Every record below, from first to last, should be copied exactly; leave the pictures out.

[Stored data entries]
★ ★ ★
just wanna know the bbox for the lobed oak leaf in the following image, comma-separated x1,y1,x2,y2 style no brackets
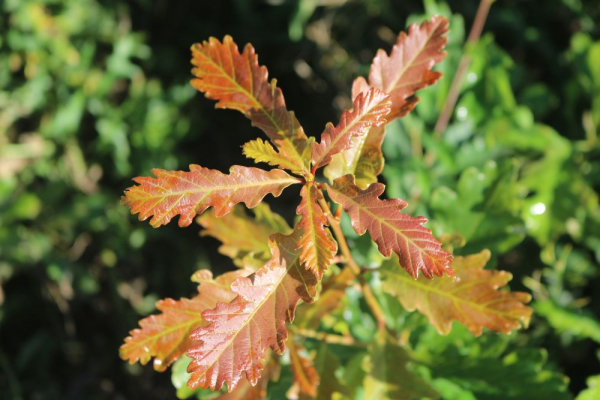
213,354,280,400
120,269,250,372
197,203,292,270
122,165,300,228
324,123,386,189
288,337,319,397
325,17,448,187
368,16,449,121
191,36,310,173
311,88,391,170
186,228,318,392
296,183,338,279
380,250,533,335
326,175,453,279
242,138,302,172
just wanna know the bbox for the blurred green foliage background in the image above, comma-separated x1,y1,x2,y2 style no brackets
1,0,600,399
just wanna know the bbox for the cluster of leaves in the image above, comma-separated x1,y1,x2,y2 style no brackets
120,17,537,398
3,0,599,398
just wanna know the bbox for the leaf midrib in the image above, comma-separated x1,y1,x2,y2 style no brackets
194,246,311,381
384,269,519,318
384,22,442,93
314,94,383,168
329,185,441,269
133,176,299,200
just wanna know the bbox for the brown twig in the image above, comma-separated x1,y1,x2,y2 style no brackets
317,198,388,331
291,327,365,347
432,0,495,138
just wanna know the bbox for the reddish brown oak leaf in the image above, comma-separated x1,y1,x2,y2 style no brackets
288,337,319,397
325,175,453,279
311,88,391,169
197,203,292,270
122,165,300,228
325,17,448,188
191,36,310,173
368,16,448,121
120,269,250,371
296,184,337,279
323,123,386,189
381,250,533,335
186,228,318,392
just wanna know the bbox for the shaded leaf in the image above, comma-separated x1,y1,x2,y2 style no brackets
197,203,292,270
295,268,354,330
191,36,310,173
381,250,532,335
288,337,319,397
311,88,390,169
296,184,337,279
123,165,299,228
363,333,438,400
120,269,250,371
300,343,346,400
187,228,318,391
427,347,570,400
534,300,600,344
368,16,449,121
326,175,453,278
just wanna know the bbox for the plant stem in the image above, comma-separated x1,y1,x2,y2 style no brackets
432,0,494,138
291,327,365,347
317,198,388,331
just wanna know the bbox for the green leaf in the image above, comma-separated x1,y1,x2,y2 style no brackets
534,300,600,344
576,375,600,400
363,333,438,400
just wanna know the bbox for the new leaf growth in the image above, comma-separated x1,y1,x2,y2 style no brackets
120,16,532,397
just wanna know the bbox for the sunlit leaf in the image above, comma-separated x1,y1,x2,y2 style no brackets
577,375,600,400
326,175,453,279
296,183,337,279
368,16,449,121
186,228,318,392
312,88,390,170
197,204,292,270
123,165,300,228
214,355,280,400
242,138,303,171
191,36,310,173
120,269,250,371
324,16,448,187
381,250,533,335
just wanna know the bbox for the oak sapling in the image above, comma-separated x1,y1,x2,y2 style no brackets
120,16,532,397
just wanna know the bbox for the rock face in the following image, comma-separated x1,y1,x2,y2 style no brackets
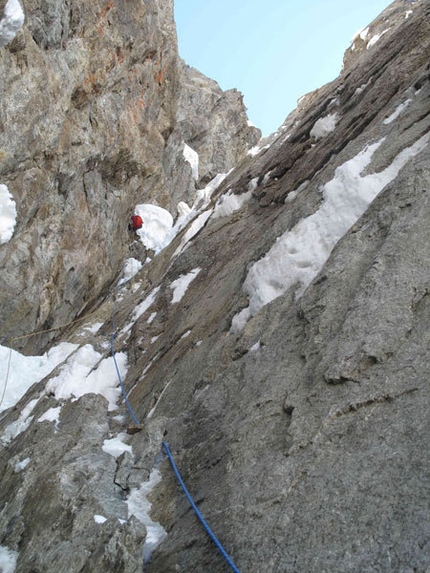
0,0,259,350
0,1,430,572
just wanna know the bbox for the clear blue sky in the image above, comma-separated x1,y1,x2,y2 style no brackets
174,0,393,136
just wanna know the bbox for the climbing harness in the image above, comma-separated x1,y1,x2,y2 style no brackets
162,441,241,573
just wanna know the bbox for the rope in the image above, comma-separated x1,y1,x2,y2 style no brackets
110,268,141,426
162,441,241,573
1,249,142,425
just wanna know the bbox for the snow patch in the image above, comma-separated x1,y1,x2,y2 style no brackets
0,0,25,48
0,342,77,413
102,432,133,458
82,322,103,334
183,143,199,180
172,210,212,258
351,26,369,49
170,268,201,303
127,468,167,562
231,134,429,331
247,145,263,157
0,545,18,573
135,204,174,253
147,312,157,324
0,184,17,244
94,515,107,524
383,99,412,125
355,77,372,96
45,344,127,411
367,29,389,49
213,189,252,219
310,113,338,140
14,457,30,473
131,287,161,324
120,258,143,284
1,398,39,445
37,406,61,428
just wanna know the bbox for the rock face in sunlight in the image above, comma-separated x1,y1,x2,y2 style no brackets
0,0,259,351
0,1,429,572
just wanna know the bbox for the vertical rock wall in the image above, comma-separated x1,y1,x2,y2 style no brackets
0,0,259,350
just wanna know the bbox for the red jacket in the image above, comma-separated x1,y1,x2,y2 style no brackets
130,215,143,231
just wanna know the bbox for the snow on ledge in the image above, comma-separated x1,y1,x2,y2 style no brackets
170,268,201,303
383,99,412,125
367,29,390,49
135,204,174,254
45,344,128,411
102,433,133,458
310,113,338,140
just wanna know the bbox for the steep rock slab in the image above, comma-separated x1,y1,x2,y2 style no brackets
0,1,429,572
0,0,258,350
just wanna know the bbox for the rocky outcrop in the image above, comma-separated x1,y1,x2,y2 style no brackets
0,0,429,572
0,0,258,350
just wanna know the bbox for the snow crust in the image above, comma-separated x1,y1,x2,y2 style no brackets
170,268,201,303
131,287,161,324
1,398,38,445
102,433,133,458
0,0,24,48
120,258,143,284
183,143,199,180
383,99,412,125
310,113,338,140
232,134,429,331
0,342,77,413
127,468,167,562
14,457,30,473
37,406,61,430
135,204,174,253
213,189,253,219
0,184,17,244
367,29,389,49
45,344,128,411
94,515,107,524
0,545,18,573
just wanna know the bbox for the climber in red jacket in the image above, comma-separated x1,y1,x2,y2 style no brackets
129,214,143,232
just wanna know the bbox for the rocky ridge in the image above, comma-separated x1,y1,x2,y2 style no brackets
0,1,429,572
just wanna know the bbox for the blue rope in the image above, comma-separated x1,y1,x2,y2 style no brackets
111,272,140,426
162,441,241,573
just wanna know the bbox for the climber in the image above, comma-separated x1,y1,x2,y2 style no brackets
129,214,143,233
★ ★ ★
Task result.
just wanna know the bbox for the lobed oak leaf in the following image, comma-separated x1,y1,x2,y2 style no brackets
213,354,280,400
120,269,250,372
197,203,292,270
122,165,300,228
324,123,386,189
288,337,319,397
325,17,448,187
368,16,449,121
191,36,310,173
311,88,391,170
186,228,318,392
296,183,338,279
380,250,533,335
326,175,453,279
242,138,302,172
just wanna know the bbox for the blurred green foliage background in the image above, comma-separated x1,y1,x2,y2 style no brackets
1,0,600,399
just wanna know the bbox for the cluster of leaves in the image above, comma-separated x1,y1,x2,y2 style no brackets
120,17,537,398
3,0,599,398
just wanna know the bbox for the leaf midrib in the image above, comma-separated x1,y1,x2,y2 style no brackets
194,246,311,381
384,269,519,318
384,22,442,93
314,94,383,168
329,185,441,269
133,176,299,200
just wanna know the bbox for the brown twig in the image above, comma-separated x1,y1,x2,y2 style no brackets
317,198,388,331
291,327,365,347
432,0,495,138
just wanna know the bbox for the reddish brown oak leaf in the image above, comma-separated x1,y1,x2,y2 style no brackets
288,337,319,397
325,175,453,279
311,88,391,169
197,203,292,270
122,165,300,228
325,17,448,188
191,36,310,173
368,16,448,121
120,269,250,371
296,184,337,279
323,123,386,189
381,250,533,335
186,228,318,392
just wanna know the bbox for the shaded leaf in the image above, comma-separated x1,y1,x2,y2 style no brackets
197,203,292,270
295,268,354,330
191,36,310,173
381,250,532,335
288,337,319,397
311,88,390,169
296,184,337,279
123,165,299,228
363,333,438,400
120,269,250,371
300,343,346,400
187,228,318,391
427,347,570,400
534,300,600,344
368,16,449,121
326,175,453,278
just wanna know the bbox for the plant stem in the image above, comma-separated x1,y1,x2,y2 style no brackets
432,0,494,138
291,327,365,347
317,198,388,331
just wanna know the bbox for the green leaf in the image above, comma-separated x1,y1,x2,y2 style no brackets
534,300,600,344
576,375,600,400
363,333,438,400
just wanna know the bbox for the new leaf growth in the image above, comma-separated x1,y1,x2,y2 style no brackets
120,16,532,397
just wanna know the bbox for the sunlit leaf in the image above, comma-separated x1,y1,x2,y2 style no brackets
577,375,600,400
326,175,453,279
296,183,337,279
368,16,449,121
186,228,318,392
312,88,390,170
197,204,292,270
123,165,300,228
214,355,280,400
242,138,303,171
191,36,310,173
120,269,250,371
324,16,448,187
381,250,533,335
just wanna know the bbox for the oak sapling in the image above, comma-separated x1,y1,x2,y2 style no brackets
120,16,532,397
just wanna know the bbox for the rock face in the following image, comma-separated x1,y1,x2,y2 style no brackets
0,0,259,350
0,1,430,572
just wanna know the bbox for the clear blue sky in the image above, comma-separated x1,y1,x2,y2 style no brackets
174,0,393,136
just wanna know the bbox for the climbing harness in the image above, comma-separated x1,y1,x2,y2 style no brackets
162,441,241,573
just wanna know the bbox for the rope in the image above, comma-separated x1,y1,x2,y2 style no brackets
110,268,141,426
162,441,241,573
1,249,142,425
just wanna know the bbox for the snow patch in the image above, comma-separated x1,y1,x2,y2 style no brackets
0,0,25,48
0,342,77,413
102,432,133,458
82,322,103,334
183,143,199,180
172,210,212,258
351,26,369,49
170,268,201,303
127,468,167,562
231,134,429,331
247,145,263,157
0,545,18,573
135,204,174,253
147,312,157,324
0,184,17,244
94,515,107,524
383,99,412,125
355,77,372,96
45,344,127,411
367,29,389,49
213,189,252,219
310,113,338,140
14,457,30,473
131,287,161,324
120,258,143,284
1,398,39,445
37,406,61,428
just wanna know the bbox for the rock face in sunlight in the image above, comma-separated x1,y1,x2,y2 style no brackets
0,0,259,351
0,1,429,572
just wanna know the bbox for the vertical rock wall in the image above, comma-separated x1,y1,x2,y2 style no brackets
0,0,259,350
just wanna know the bbox for the red jacket in the image above, comma-separated x1,y1,x2,y2 style no brackets
130,215,143,231
just wanna know the bbox for the snow on ledge in the image above, comma-separated x1,y1,x2,y2 style no brackets
170,268,201,303
383,99,412,125
367,29,390,49
135,204,174,254
45,344,128,411
102,433,133,458
310,113,338,140
just wanna know the bbox for the steep rock slab in the image above, comma-separated x1,y1,x2,y2 style no brackets
0,1,429,572
0,0,258,350
just wanna know the bbox for the rocky outcrop in the image above, comma-separated x1,y1,x2,y2 style no brackets
0,0,429,572
0,0,258,350
just wanna know the bbox for the snow crust in the image above, comma-separated x1,y1,x2,y2 style no brackets
170,268,201,303
131,287,161,324
1,398,38,445
102,433,133,458
0,0,24,48
120,258,143,284
183,143,199,180
383,99,412,125
310,113,338,140
232,134,429,331
0,342,77,413
127,468,167,562
14,457,30,473
37,406,61,430
135,204,174,253
213,189,253,219
0,184,17,244
367,29,389,49
45,344,128,411
94,515,107,524
0,545,18,573
just wanna know the bbox for the climber in red jacket in the image above, comma-separated x1,y1,x2,y2 style no brackets
129,214,143,232
just wanna know the bbox for the rocky ridge in the image above, comma-separated x1,y1,x2,y2 style no brackets
0,1,429,572
just wanna know the bbox for the blue rope in the image above, comma-separated x1,y1,x2,y2 style no brackets
111,272,140,426
162,441,241,573
just wanna know the bbox for the climber in the image above, comma-separated x1,y1,x2,y2 style no brackets
129,214,143,233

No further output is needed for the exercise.